* [Challenge 1]: From the message on choosing between Scheme and Lisp, write out the passage from "Personally, I'd ignore" up to and including "scheme or lisp.".
* [Challenge 2]: In the message on choosing between Scheme and Lisp, what is probably the right choice for someone who wants a commercial solution with commercial support?
* [Challenge 3]: Extend the message on choosing between Scheme and Lisp past its final line.

* [Extract to read]:
◆ ◆ ◆
[plt-scheme] Scheme or Lisp?
Let me try a short answer:
The answer depends on your budget and the nature of your goal.
If you're interested in a commercial solution with commercial support
for your tools, an IDE that looks and feels like a conventional IDE as
much as possible (projects, project builder, some very basic analysis
tools, etc), Common Lisp from Franz is probably what you want though
Bigloo Scheme may satisfy your needs.
If you're interested in a freeware/open-source solution and if you
don't mind research-y innovations, especially an occasional (2 to 3
years) shift in design (say the class system), and if you want to
explore very innovative approaches to, say, Web programming, then you
might wish to explore PLT Scheme.
Personally, I'd ignore any blind discussions of Scheme vs Common Lisp
and focus on concrete exploration of specific implementations of the
language. [Language comparisons at the level of Common Lisp vs Scheme
are like comparisons of Ideal Communism vs Theoretical Capitalism. They
ignore the fact that ideas don't and can't exist; we can only use them
to fix our existing products.]
-- Matthias
On Oct 4, 2004, at 11:15 PM, Tim Johnson wrote:
> For list-related administrative tasks:
> http://list.cs.brown.edu/mailman/listinfo/plt-scheme
>
> I would welcome comments that would aid me in making a choice between
> learning scheme or lisp.
◆ ◆ ◆
* [Dataset content]:
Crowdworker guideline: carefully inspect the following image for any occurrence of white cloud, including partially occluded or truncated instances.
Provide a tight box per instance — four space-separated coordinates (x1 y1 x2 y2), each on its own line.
◆ ◆ ◆
* [Written answer 1]:
Personally, I'd ignore any blind discussions of Scheme vs Common Lisp
and focus on concrete exploration of specific implementations of the
language. [Language comparisons at the level of Common Lisp vs Scheme
are like comparisons of Ideal Communism vs Theoretical Capitalism. They
ignore the fact that ideas don't and can't exist; we can only use them
to fix our existing products.]
-- Matthias
On Oct 4, 2004, at 11:15 PM, Tim Johnson wrote:
> For list-related administrative tasks:
> http://list.cs.brown.edu/mailman/listinfo/plt-scheme
>
> I would welcome comments that would aid me in making a choice between
> learning scheme or lisp.

* [Written answer 2]: Common Lisp from Franz, though Bigloo Scheme may also satisfy those needs.

* [Written answer 3]:
>
> My specific circumstances are that my income comes primarily from
> web-based database programming.
>
> Although I've learned at least a dozen programming languages in my
> time,
> I concentrate primarily on C, python, and rebol these days. Rebol, not
> well known, appears (to me) to be the most scheme(or lisp)-like, and my
> experience with rebol has lead to my interest in scheme/lisp.
>
> All of the languages that I currently work in have robust resources for
> CGI, database access and web content rendering. It appears that both
> scheme and lisp communities provide such resources as well.
>
> My R&D time and budget is limited, I'd like to investigate both
> languages thoroughly, but that is probably not feasible.
>
> Comments, pointers to existing discussions on this subject will be
> appreciated. I'm not interested in introducing an argument over
> languages.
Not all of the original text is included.